- **Excerpt to read**
++++++++++++++++++++

Russia could soon have a new military base of operations for its ongoing campaign in Syria. Itar-TASS reports that Iran's government has signaled its readiness to enter into negotiations with Moscow over the possibility of the latter using the Hamedan air base in northwestern Iran as a launchpad for aerial operations in support of the Assad regime. "Since we're cooperating with Russia in struggle with terrorism, we're given some privileges to it as regards the landings and takeoffs of combat aircraft and we'll consider these privileges for Russia again when we feel it necessary and if Russia makes a request for them," Iranian Defense Minister Hossein Dehghan has confirmed.
According to the New York Times, over one million Russians have now been diagnosed with HIV, marking the highest infection rate in Europe and among the most widespread national epidemics in the world. However, the problem is not being adequately addressed by Russian lawmakers, due to the intense stigma attached to the disease within the country. According to Vadim Pokrovsky, the head of the Moscow-based Federal AIDS Center, Russia's HIV epidemic "can already be considered a threat to the entire nation."
The policy ball remains squarely in Vladimir Putin's court, given the Russian president's extensive power over governmental spending. As yet, however, Putin hasn't given the issue much attention, and funding for HIV research and treatment - at just $338 million annually - remains minimal. The disease, meanwhile, has been stigmatized by the Russian Orthodox Church, which has called for "moral education" and the "establishment of family values, ideals of chastity and marital fidelity" as the best way to combat it.

++++++++++++++++++++

- **Listed records**
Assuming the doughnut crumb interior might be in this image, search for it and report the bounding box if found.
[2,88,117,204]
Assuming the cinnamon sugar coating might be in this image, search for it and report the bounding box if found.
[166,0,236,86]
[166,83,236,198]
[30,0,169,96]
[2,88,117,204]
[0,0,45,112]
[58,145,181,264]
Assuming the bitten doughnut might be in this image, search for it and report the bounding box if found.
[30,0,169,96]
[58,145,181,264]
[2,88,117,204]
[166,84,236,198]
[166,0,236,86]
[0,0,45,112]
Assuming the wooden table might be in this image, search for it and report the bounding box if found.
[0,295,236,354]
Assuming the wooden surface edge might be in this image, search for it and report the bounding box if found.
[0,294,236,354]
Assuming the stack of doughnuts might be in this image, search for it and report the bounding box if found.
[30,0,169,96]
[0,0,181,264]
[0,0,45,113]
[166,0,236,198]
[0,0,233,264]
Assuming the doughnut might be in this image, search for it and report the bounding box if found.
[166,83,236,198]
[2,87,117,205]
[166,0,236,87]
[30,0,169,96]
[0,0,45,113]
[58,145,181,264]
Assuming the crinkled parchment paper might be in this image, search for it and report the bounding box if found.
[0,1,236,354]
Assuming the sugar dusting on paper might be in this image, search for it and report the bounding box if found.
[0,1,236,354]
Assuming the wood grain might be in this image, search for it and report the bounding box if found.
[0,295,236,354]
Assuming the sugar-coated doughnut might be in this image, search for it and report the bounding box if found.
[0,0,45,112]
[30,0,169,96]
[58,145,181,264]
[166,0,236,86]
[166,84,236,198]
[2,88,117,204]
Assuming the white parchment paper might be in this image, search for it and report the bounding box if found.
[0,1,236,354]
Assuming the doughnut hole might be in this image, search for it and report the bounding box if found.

++++++++++++++++++++

- **What you should do**
Pick up the Russia news excerpt after its final sentence and keep writing it. The items have no connection to the Russia news excerpt.

- **Task result**
Russian state officials are no longer allowed to own foreign assets through third parties. According to The Moscow Times, the new order is part of the National Anti-Corruption Plan imposed by President Putin, and applies to members of the Russian parliament, law enforcement officers, and other officials. Under the language of the law, any assets either physically located or registered abroad are defined as being "foreign" in nature.
[EDITOR'S NOTE: On its face, the new law, an expansion of legislation passed in 2013 and intended to ban offshore bank accounts, is an attempt by the Russian government to combat corruption. However, it also serves a secondary purpose: to make it more difficult for capital to leave the country, thereby shoring up Russia's ailing economy.]
Russia is continuing to wage cyberwar against Ukraine, the country’s president, Petro Poroshenko, has charged. Radio Free Europe/Radio Liberty reports that the Ukrainian government estimates Russian hackers have targeted state institutions approximately 6,500 times in the last two months. "The investigation of a number of incidents indicated the complicity directly or indirectly of Russian security services waging a cyberwar against our country," Poroshenko has told reporters. "Acts of terrorism and sabotage on critical infrastructure facilities remain possible today."